> _Data_
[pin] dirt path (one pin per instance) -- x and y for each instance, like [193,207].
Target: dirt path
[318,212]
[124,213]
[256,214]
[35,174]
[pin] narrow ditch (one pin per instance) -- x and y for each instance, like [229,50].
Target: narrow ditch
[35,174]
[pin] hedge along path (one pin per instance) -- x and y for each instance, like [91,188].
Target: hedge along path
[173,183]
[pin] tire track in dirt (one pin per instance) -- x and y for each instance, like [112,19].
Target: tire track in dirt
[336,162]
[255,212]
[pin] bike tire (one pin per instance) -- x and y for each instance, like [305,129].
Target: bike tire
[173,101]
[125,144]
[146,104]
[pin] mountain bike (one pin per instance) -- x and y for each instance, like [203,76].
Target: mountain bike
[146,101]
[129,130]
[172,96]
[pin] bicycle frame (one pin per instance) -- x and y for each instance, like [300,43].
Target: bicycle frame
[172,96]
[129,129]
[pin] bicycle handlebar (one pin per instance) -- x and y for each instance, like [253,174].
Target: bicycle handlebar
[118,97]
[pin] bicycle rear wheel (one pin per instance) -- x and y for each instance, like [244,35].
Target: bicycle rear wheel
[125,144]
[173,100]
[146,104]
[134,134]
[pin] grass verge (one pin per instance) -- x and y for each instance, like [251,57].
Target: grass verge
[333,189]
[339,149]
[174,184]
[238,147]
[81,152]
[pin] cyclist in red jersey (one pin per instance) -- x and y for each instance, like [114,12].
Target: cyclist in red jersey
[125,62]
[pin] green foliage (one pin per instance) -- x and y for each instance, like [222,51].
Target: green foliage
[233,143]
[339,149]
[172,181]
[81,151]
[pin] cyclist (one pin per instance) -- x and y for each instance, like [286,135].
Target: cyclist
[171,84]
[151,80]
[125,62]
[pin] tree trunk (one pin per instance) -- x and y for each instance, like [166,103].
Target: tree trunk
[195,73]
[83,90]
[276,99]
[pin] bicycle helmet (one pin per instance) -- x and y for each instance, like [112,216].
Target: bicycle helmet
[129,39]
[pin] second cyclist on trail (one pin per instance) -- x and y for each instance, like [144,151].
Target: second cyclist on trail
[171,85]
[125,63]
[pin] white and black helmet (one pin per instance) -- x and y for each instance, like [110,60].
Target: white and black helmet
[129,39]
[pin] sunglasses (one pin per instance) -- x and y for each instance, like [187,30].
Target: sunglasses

> _What you will do_
Locate all lines in the listing above with the word "sunglasses" and copy them.

> _Written answer_
[pin] sunglasses (one pin per instance) -- x and y for each instance, like [187,30].
Target: sunglasses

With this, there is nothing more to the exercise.